#### DOCUMENT SECTION
----
Thanks @frankaging will try this.

Meanwhile, I updated pyvene using: pip install git+https://github.com/stanfordnlp/pyvene.git

But I am still getting this error:

Traceback (most recent call last):
  File "/scratch/dm5927/ReFT/loreft_dm/train_1.py", line 611, in <module>
    main()
  File "/scratch/dm5927/ReFT/loreft_dm/train_1.py", line 607, in main
    finetune(**vars(args), args=args)
  File "/scratch/dm5927/ReFT/loreft_dm/train_1.py", line 441, in finetune
    trainer.train()
  File "/ext3/miniconda3/envs/awesome-reft/lib/python3.10/site-packages/transformers/trainer.py", line 1859, in train
    return inner_training_loop(
  File "/ext3/miniconda3/envs/awesome-reft/lib/python3.10/site-packages/transformers/trainer.py", line 2203, in _inner_training_loop
    tr_loss_step = self.training_step(model, inputs)
  File "/ext3/miniconda3/envs/awesome-reft/lib/python3.10/site-packages/transformers/trainer.py", line 3138, in training_step
    loss = self.compute_loss(model, inputs)
  File "/ext3/miniconda3/envs/awesome-reft/lib/python3.10/site-packages/pyreft/reft_trainer.py", line 82, in compute_loss
    _, cf_outputs = intervenable(
  File "/ext3/miniconda3/envs/awesome-reft/lib/python3.10/site-packages/torch/nn/modules/module.py", line 1511, in _wrapped_call_impl
    return self._call_impl(*args, **kwargs)
  File "/ext3/miniconda3/envs/awesome-reft/lib/python3.10/site-packages/torch/nn/modules/module.py", line 1520, in _call_impl
    return forward_call(*args, **kwargs)
  File "/ext3/miniconda3/envs/awesome-reft/lib/python3.10/site-packages/pyvene/models/intervenable_base.py", line 1926, in forward
    raise e
  File "/ext3/miniconda3/envs/awesome-reft/lib/python3.10/site-packages/pyvene/models/intervenable_base.py", line 1910, in forward
    counterfactual_outputs = self.model(**base, **model_kwargs)
  File "/ext3/miniconda3/envs/awesome-reft/lib/python3.10/site-packages/torch/nn/modules/module.py", line 1511, in _wrapped_call_impl
    return self._call_impl(*args, **kwargs)
  File "/ext3/miniconda3/envs/awesome-reft/lib/python3.10/site-packages/torch/nn/modules/module.py", line 1520, in _call_impl
    return forward_call(*args, **kwargs)
TypeError: RobertaForSequenceClassification.forward() got an unexpected keyword argument 'use_cache'

Hey, could you try again by reinstalling?

@m-dev12
Copy link
Author

m-dev12 commented Jul 18, 2024

checkpoint-245440

(1) skip the training loop (e..g, comment out this line https://github.com/stanfordnlp/pyreft/blob/main/examples/loreft/train.py#L411) (2) add a call to load the saved model after the commented out line from your directory ./official_results/.... so we can just do the evaluation from the weights saved in your directory above?

To load back the classifier heads and interventions you just need to call this

trainer.model.load_intervention(
            f"<your_best_checkpoint_dir>", 
            include_model=True
        )
----
#### GIVEN INFORMATION
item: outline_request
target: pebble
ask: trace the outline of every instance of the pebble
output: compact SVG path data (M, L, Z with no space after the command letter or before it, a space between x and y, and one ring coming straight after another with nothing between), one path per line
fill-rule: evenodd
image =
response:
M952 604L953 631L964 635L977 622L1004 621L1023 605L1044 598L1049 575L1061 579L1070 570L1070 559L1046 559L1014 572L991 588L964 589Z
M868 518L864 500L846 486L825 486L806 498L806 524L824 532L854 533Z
----
#### SET PROBLEM
In the forum thread, which unexpected keyword argument does the TypeError say was passed to RobertaForSequenceClassification.forward()?

#### ANSWER IN FULL
use_cache